- TASK INSTRUCTIONS:
Copy the predictive maintenance text from the words containing "As a Cloud &" through "for further investments.", swapping "enterprises" for "organizations".

- SUPPLIED TEXT:
——————
Expert Systems for Predictive Maintenance

As a Cloud & AI Architect at Microsoft, my customers often identify field service as one of the first application areas for introducing Artificial Intelligence in their businesses. Especially with remote equipment, many companies are frustrated with the impact of downtime due to recurring causes that can be resolved quickly, but require a field service visit to diagnose and repair. Internal experts can often point to patterns correlated with incidents, and the question arises whether a statistical model could learn those patterns from the data. That said, AI is a journey and most enterprises will need to modernize their information architecture before they can engage on ambitious machine learning efforts such as building models for predictive maintenance. In contrast, capturing existing knowledge into AI systems can often drive initial successes and pave the way for further investments.
——————
- Referring expression pointing data:
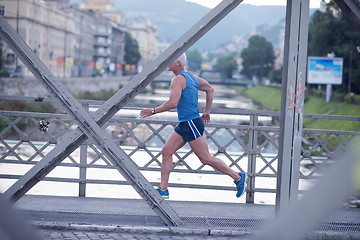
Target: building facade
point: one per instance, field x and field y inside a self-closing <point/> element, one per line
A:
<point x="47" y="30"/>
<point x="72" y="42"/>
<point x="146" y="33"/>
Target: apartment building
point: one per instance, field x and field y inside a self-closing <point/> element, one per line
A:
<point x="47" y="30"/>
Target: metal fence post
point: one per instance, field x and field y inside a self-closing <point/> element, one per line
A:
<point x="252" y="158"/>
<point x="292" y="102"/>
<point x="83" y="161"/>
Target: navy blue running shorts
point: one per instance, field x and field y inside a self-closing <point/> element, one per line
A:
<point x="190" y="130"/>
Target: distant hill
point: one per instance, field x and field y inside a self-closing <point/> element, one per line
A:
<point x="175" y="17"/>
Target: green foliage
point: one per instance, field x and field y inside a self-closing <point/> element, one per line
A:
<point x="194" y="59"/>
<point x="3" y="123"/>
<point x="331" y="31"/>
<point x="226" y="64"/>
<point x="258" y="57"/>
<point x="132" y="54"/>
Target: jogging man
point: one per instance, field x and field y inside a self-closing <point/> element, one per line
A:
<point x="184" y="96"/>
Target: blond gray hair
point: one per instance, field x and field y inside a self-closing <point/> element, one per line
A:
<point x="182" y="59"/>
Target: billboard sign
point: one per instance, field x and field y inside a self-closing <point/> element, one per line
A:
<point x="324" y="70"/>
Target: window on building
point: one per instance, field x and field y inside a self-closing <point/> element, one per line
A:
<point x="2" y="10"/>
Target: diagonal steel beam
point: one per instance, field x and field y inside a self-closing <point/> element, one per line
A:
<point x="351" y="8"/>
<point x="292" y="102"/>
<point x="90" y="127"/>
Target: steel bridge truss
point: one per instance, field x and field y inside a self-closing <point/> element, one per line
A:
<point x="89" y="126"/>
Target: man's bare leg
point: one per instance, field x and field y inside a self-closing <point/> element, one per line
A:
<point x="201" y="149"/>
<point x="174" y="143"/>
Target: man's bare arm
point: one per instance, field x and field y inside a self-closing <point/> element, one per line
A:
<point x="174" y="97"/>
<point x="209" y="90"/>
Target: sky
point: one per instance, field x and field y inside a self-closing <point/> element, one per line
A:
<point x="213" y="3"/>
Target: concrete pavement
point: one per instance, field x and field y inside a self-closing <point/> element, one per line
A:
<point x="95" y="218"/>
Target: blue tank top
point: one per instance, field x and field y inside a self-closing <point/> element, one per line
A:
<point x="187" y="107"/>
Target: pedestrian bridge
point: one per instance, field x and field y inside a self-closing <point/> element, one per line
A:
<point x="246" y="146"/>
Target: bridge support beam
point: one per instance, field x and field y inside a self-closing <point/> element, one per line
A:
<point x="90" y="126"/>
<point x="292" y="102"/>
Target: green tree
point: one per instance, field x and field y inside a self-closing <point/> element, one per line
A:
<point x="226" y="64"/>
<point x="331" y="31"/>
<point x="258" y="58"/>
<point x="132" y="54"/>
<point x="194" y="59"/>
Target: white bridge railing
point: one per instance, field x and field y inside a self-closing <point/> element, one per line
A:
——————
- RESULT FOR THIS TASK:
As a Cloud & AI Architect at Microsoft, my customers often identify field service as one of the first application areas for introducing Artificial Intelligence in their businesses. Especially with remote equipment, many companies are frustrated with the impact of downtime due to recurring causes that can be resolved quickly, but require a field service visit to diagnose and repair. Internal experts can often point to patterns correlated with incidents, and the question arises whether a statistical model could learn those patterns from the data. That said, AI is a journey and most organizations will need to modernize their information architecture before they can engage on ambitious machine learning efforts such as building models for predictive maintenance. In contrast, capturing existing knowledge into AI systems can often drive initial successes and pave the way for further investments.